• [Aim of the exercise] Return all of the data exactly as written, without the pictures.

• [Records to process]
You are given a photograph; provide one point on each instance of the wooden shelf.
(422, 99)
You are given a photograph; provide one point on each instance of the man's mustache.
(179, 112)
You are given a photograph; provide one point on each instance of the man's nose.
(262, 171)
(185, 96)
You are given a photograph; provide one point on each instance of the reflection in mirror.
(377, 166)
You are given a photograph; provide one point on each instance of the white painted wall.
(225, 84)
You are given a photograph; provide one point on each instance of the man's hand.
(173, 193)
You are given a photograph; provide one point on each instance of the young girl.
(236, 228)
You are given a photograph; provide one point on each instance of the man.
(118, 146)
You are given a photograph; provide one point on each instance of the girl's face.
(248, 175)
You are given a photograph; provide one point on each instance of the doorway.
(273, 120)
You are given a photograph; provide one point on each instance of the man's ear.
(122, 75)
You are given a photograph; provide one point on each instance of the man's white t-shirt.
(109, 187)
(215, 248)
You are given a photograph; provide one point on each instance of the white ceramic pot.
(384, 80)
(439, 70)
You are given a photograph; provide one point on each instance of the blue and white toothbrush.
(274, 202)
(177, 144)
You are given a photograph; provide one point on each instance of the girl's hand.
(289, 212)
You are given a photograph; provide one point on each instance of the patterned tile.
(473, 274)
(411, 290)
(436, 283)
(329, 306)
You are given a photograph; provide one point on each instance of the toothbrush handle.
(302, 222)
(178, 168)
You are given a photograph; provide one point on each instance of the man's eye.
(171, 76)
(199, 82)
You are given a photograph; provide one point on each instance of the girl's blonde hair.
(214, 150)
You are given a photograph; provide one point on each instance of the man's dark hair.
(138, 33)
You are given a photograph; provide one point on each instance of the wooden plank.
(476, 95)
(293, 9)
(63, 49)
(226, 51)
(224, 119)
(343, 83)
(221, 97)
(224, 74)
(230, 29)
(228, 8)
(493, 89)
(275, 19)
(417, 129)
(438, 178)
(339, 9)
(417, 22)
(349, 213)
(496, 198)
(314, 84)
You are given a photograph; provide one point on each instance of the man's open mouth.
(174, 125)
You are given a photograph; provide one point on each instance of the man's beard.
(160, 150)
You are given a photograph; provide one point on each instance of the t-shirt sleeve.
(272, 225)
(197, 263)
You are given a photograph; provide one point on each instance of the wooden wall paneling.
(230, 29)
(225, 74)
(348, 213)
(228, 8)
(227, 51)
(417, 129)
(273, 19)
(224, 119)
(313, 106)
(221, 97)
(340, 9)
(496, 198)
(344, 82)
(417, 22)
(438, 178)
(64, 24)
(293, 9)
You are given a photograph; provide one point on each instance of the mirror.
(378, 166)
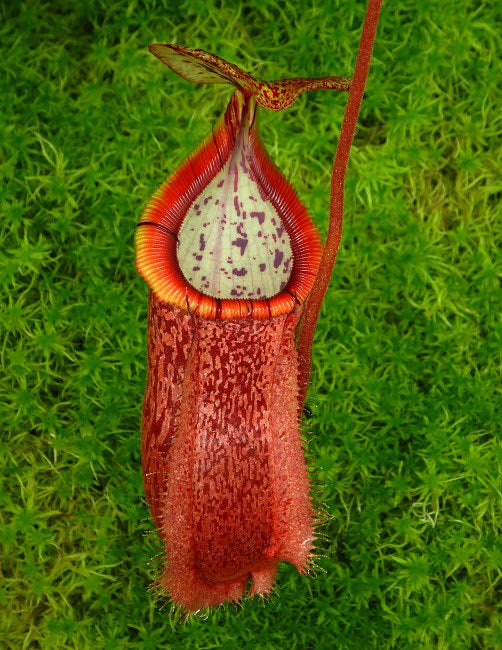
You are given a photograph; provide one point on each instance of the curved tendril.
(314, 301)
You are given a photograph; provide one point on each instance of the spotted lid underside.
(232, 243)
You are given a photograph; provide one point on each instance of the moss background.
(403, 396)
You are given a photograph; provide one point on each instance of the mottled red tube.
(223, 465)
(230, 256)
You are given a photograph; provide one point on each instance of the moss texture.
(403, 394)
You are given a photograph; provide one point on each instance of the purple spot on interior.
(236, 178)
(244, 166)
(258, 215)
(241, 243)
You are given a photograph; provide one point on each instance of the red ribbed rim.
(157, 234)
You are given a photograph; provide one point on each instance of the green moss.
(403, 392)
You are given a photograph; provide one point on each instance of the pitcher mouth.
(226, 236)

• [Output for this exercise]
You are given a photograph; provide one point on each instance of the wooden shelf.
(422, 99)
You are given a photograph; provide one point on each instance of the man's mustache.
(179, 112)
You are given a photograph; provide one point on each instance of the man's nose.
(262, 171)
(185, 96)
You are given a photograph; provide one point on each instance of the reflection in mirror.
(377, 166)
You are given a photograph; provide one point on each instance of the white painted wall.
(225, 84)
You are given a photograph; provide one point on each instance of the man's hand.
(173, 193)
You are given a photograph; provide one point on each instance of the young girl.
(236, 228)
You are given a photograph; provide one point on each instance of the man.
(118, 146)
You are given a photograph; provide one point on each instance of the girl's face.
(248, 175)
You are given a photograph; provide one point on each instance of the doorway.
(273, 120)
You are given a photograph; provide one point on each instance of the man's ear.
(122, 75)
You are given a photograph; provide one point on each instance of the man's white t-shirt.
(109, 187)
(215, 248)
You are given a photograph; provide one point on each instance of the white ceramic pot.
(384, 80)
(439, 70)
You are given a photograph; provide one point on each instance of the blue and white toothbrush.
(274, 202)
(177, 144)
You are given a photograph; provide one point on each instance of the girl's hand.
(289, 212)
You are given a photograph; provide one point on each instance of the patterned tile.
(473, 274)
(411, 290)
(436, 283)
(329, 306)
You are given a photograph; provide one point on each instance of the toothbrush handle.
(302, 222)
(178, 168)
You are given a photograph; provide one point on each instance of the man's eye.
(171, 76)
(199, 82)
You are given a photograph; provide one point on each instance of the girl's blonde hair.
(214, 150)
You are given a photograph; provide one point on each instance of the man's dark hair.
(138, 33)
You are given a photograph; provide one point on each instance of the wooden plank.
(476, 95)
(293, 9)
(63, 49)
(226, 51)
(224, 119)
(343, 83)
(221, 97)
(224, 74)
(230, 29)
(228, 8)
(493, 89)
(275, 19)
(417, 129)
(438, 178)
(339, 9)
(417, 22)
(349, 213)
(496, 198)
(314, 84)
You are given a photograph; provide one point on each instance of the man's open mouth.
(174, 125)
You are given a photograph; provide one point on each instance of the man's beard.
(160, 150)
You are given a photograph; provide one point on each instance of the t-shirt sleeve.
(272, 225)
(197, 263)
You are given a photograph; provide one point on each instance of the wooden wall paneling.
(230, 29)
(225, 74)
(348, 213)
(228, 8)
(227, 51)
(417, 129)
(273, 19)
(224, 119)
(313, 106)
(221, 97)
(340, 9)
(496, 198)
(344, 82)
(417, 22)
(438, 178)
(64, 24)
(293, 9)
You are given a photograph; provide one point on each instance of the mirror.
(378, 166)
You are given a photograph; provide one point on each instance of the curved tendril.
(314, 301)
You are given a photograph; provide one point on each instance of the spotted lid underside.
(232, 243)
You are given a photograph; provide one point on each instance of the moss background.
(403, 396)
You are given a photograph; provide one point on each instance of the mottled red tube.
(223, 465)
(230, 256)
You are given a photograph; provide one point on each instance of the moss texture.
(403, 394)
You are given a photograph; provide one point on each instance of the purple spot on interior.
(236, 178)
(244, 166)
(258, 215)
(241, 243)
You are given a photograph; provide one point on each instance of the red ribbed rim.
(157, 234)
You are given a photograph; provide one point on each instance of the green moss.
(403, 392)
You are given a photograph; provide one point on each instance of the pitcher mouth.
(226, 236)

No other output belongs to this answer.